-- START OF Data provided --
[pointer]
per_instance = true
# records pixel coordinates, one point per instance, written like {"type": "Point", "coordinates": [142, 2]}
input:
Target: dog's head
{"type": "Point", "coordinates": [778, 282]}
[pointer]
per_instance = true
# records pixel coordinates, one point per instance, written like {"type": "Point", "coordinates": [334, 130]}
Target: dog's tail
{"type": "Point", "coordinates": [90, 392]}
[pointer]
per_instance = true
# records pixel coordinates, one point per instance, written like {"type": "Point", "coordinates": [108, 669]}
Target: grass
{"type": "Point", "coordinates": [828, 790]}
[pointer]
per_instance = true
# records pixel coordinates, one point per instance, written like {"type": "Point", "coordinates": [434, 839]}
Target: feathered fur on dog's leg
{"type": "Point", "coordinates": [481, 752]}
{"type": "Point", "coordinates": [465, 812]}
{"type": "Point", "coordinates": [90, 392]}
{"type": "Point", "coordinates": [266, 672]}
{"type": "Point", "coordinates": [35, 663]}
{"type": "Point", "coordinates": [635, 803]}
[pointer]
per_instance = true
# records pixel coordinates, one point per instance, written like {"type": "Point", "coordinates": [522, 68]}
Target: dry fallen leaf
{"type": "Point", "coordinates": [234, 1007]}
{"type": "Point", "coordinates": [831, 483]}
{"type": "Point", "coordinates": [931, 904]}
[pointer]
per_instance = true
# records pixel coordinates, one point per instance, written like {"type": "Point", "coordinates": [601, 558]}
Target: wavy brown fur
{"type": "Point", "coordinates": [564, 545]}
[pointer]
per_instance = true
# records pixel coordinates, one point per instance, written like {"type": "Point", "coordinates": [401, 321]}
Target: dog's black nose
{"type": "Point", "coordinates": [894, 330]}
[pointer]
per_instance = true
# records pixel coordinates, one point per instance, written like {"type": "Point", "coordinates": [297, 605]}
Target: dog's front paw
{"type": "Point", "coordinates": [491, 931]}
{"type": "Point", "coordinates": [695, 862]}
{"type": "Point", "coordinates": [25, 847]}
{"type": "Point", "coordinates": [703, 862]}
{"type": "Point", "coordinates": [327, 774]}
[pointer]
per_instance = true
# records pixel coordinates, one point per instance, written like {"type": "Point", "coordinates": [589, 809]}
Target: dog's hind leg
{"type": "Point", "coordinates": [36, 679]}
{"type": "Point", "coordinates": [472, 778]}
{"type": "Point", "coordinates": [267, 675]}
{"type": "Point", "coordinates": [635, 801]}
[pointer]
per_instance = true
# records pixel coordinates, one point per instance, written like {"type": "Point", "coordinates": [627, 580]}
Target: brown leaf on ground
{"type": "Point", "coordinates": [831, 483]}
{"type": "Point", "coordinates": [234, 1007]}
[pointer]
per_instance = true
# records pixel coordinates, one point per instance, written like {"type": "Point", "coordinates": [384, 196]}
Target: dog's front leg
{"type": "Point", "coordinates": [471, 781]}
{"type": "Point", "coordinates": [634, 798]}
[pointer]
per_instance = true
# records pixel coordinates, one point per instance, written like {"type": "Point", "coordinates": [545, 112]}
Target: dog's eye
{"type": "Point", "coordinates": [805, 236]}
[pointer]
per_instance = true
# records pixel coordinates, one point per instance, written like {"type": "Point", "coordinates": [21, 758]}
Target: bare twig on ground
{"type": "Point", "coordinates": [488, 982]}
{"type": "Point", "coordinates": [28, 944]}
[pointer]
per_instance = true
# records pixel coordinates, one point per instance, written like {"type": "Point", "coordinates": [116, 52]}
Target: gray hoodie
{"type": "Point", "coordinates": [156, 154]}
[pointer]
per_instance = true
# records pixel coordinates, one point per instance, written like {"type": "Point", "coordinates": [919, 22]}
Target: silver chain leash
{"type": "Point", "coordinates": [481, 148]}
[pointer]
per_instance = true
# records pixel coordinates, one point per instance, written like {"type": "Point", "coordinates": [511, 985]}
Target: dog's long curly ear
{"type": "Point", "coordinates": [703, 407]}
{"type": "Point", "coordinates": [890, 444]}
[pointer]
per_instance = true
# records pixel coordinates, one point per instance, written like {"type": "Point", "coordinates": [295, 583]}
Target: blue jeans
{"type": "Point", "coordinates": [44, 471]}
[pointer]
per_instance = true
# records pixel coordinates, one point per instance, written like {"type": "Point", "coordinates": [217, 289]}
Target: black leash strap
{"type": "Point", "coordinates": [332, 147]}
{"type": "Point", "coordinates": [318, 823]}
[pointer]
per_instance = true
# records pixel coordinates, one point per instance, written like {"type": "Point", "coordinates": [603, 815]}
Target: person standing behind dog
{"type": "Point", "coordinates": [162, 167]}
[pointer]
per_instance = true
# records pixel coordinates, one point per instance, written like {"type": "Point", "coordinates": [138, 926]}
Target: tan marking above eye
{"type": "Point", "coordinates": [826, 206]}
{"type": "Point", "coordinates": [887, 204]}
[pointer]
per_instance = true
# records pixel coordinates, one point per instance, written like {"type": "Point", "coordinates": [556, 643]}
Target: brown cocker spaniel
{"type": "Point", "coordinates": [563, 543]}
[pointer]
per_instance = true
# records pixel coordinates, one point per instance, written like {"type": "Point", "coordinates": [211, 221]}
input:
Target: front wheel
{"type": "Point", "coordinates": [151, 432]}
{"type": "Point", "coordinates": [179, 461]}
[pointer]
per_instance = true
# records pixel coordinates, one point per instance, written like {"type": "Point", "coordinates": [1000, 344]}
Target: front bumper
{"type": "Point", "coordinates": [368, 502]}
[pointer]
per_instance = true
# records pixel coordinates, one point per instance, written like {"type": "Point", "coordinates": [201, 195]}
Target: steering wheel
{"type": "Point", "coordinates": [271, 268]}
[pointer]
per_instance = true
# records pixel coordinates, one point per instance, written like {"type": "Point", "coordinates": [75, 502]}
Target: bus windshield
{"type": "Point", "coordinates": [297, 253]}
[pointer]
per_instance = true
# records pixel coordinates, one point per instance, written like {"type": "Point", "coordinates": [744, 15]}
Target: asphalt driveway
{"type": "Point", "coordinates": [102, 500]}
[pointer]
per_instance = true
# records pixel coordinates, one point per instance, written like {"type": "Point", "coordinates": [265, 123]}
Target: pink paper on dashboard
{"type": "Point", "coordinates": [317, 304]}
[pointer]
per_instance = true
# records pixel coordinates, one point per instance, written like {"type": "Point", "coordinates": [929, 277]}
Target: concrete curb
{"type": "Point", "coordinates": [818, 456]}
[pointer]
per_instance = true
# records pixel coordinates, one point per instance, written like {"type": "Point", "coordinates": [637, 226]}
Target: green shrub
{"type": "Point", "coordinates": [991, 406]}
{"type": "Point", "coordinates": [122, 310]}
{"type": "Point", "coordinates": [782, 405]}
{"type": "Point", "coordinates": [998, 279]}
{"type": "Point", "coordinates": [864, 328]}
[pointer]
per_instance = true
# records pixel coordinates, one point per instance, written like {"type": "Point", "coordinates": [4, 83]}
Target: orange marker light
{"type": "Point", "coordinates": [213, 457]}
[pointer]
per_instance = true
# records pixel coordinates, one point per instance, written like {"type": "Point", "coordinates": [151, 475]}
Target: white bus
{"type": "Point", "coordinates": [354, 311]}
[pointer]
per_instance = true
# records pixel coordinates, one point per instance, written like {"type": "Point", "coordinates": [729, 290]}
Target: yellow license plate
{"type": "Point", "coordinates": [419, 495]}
-- END OF Data provided --
▶ **Direction**
Extract the entries above verbatim.

▶ **Written solution**
[pointer]
per_instance = true
# records pixel coordinates, one point per instance, written like {"type": "Point", "coordinates": [142, 2]}
input:
Target: dog's head
{"type": "Point", "coordinates": [778, 282]}
[pointer]
per_instance = true
# records pixel coordinates, one point per instance, written like {"type": "Point", "coordinates": [334, 130]}
Target: dog's tail
{"type": "Point", "coordinates": [90, 392]}
[pointer]
per_instance = true
# records pixel coordinates, one point per instance, written like {"type": "Point", "coordinates": [108, 669]}
Target: grass
{"type": "Point", "coordinates": [828, 790]}
[pointer]
per_instance = true
# records pixel coordinates, one point per instance, written like {"type": "Point", "coordinates": [434, 839]}
Target: feathered fur on dog's leg
{"type": "Point", "coordinates": [481, 752]}
{"type": "Point", "coordinates": [465, 812]}
{"type": "Point", "coordinates": [90, 392]}
{"type": "Point", "coordinates": [266, 672]}
{"type": "Point", "coordinates": [35, 663]}
{"type": "Point", "coordinates": [635, 803]}
[pointer]
per_instance = true
# records pixel coordinates, one point per instance, written like {"type": "Point", "coordinates": [522, 68]}
Target: dry fallen leaf
{"type": "Point", "coordinates": [234, 1007]}
{"type": "Point", "coordinates": [831, 483]}
{"type": "Point", "coordinates": [931, 904]}
[pointer]
per_instance = true
# records pixel coordinates, one point per instance, written like {"type": "Point", "coordinates": [601, 558]}
Target: wavy brown fur
{"type": "Point", "coordinates": [564, 545]}
[pointer]
per_instance = true
# records pixel coordinates, one point per instance, written like {"type": "Point", "coordinates": [401, 321]}
Target: dog's black nose
{"type": "Point", "coordinates": [894, 330]}
[pointer]
per_instance = true
# records pixel coordinates, one point per instance, written like {"type": "Point", "coordinates": [297, 605]}
Target: dog's front paw
{"type": "Point", "coordinates": [491, 931]}
{"type": "Point", "coordinates": [695, 862]}
{"type": "Point", "coordinates": [25, 847]}
{"type": "Point", "coordinates": [703, 862]}
{"type": "Point", "coordinates": [327, 774]}
[pointer]
per_instance = true
# records pixel coordinates, one point per instance, written like {"type": "Point", "coordinates": [589, 809]}
Target: dog's hind leg
{"type": "Point", "coordinates": [36, 679]}
{"type": "Point", "coordinates": [472, 778]}
{"type": "Point", "coordinates": [267, 675]}
{"type": "Point", "coordinates": [635, 801]}
[pointer]
per_instance = true
# records pixel coordinates, one point per instance, written like {"type": "Point", "coordinates": [627, 580]}
Target: brown leaf on ground
{"type": "Point", "coordinates": [831, 483]}
{"type": "Point", "coordinates": [234, 1007]}
[pointer]
per_instance = true
# records pixel coordinates, one point per instance, written like {"type": "Point", "coordinates": [384, 196]}
Target: dog's front leg
{"type": "Point", "coordinates": [471, 781]}
{"type": "Point", "coordinates": [634, 798]}
[pointer]
per_instance = true
# records pixel coordinates, one point per instance, written like {"type": "Point", "coordinates": [545, 112]}
Target: dog's eye
{"type": "Point", "coordinates": [805, 236]}
[pointer]
per_instance = true
# records pixel coordinates, one point per instance, written like {"type": "Point", "coordinates": [21, 758]}
Target: bare twig on ground
{"type": "Point", "coordinates": [488, 982]}
{"type": "Point", "coordinates": [28, 944]}
[pointer]
per_instance = true
# records pixel coordinates, one point per instance, written like {"type": "Point", "coordinates": [116, 52]}
Target: gray hoodie
{"type": "Point", "coordinates": [156, 154]}
[pointer]
per_instance = true
# records pixel coordinates, one point per instance, written like {"type": "Point", "coordinates": [919, 22]}
Target: silver chain leash
{"type": "Point", "coordinates": [481, 148]}
[pointer]
per_instance = true
# records pixel coordinates, one point per instance, written like {"type": "Point", "coordinates": [511, 985]}
Target: dog's long curly ear
{"type": "Point", "coordinates": [703, 407]}
{"type": "Point", "coordinates": [890, 444]}
[pointer]
per_instance = true
# records pixel coordinates, one point per instance, written like {"type": "Point", "coordinates": [295, 583]}
Target: blue jeans
{"type": "Point", "coordinates": [44, 471]}
[pointer]
per_instance = true
# records pixel coordinates, one point per instance, written like {"type": "Point", "coordinates": [217, 289]}
Target: black leash strap
{"type": "Point", "coordinates": [332, 147]}
{"type": "Point", "coordinates": [318, 823]}
[pointer]
per_instance = true
# records pixel coordinates, one point per instance, written like {"type": "Point", "coordinates": [603, 815]}
Target: person standing behind dog
{"type": "Point", "coordinates": [162, 167]}
[pointer]
per_instance = true
# records pixel coordinates, one point per instance, written like {"type": "Point", "coordinates": [138, 926]}
Target: tan marking above eye
{"type": "Point", "coordinates": [826, 206]}
{"type": "Point", "coordinates": [887, 204]}
[pointer]
per_instance = true
# records pixel coordinates, one point per instance, written like {"type": "Point", "coordinates": [556, 643]}
Target: brown cocker spaniel
{"type": "Point", "coordinates": [563, 543]}
[pointer]
per_instance = true
# records pixel coordinates, one point per instance, written like {"type": "Point", "coordinates": [211, 221]}
input:
Target: front wheel
{"type": "Point", "coordinates": [151, 432]}
{"type": "Point", "coordinates": [179, 461]}
[pointer]
per_instance = true
# records pixel coordinates, one point per instance, written like {"type": "Point", "coordinates": [1000, 344]}
Target: front bumper
{"type": "Point", "coordinates": [368, 502]}
[pointer]
per_instance = true
# records pixel coordinates, one point per instance, written like {"type": "Point", "coordinates": [201, 195]}
Target: steering wheel
{"type": "Point", "coordinates": [271, 268]}
[pointer]
per_instance = true
# records pixel coordinates, one point per instance, written like {"type": "Point", "coordinates": [75, 502]}
Target: bus windshield
{"type": "Point", "coordinates": [297, 253]}
[pointer]
per_instance = true
# records pixel coordinates, one point per instance, written like {"type": "Point", "coordinates": [744, 15]}
Target: asphalt driveway
{"type": "Point", "coordinates": [102, 500]}
[pointer]
per_instance = true
# records pixel coordinates, one point per instance, written like {"type": "Point", "coordinates": [265, 123]}
Target: pink paper on dashboard
{"type": "Point", "coordinates": [317, 304]}
[pointer]
per_instance = true
# records pixel coordinates, one point per instance, written like {"type": "Point", "coordinates": [929, 277]}
Target: concrete curb
{"type": "Point", "coordinates": [818, 456]}
[pointer]
per_instance = true
# records pixel coordinates, one point per instance, written like {"type": "Point", "coordinates": [637, 226]}
Target: green shrub
{"type": "Point", "coordinates": [991, 406]}
{"type": "Point", "coordinates": [122, 310]}
{"type": "Point", "coordinates": [782, 405]}
{"type": "Point", "coordinates": [998, 279]}
{"type": "Point", "coordinates": [864, 328]}
[pointer]
per_instance = true
# records pixel coordinates, one point per instance, written like {"type": "Point", "coordinates": [4, 83]}
Target: orange marker light
{"type": "Point", "coordinates": [213, 457]}
[pointer]
per_instance = true
# records pixel coordinates, one point per instance, written like {"type": "Point", "coordinates": [151, 475]}
Target: white bus
{"type": "Point", "coordinates": [354, 311]}
[pointer]
per_instance = true
# records pixel coordinates, one point per instance, written like {"type": "Point", "coordinates": [729, 290]}
Target: yellow license plate
{"type": "Point", "coordinates": [419, 495]}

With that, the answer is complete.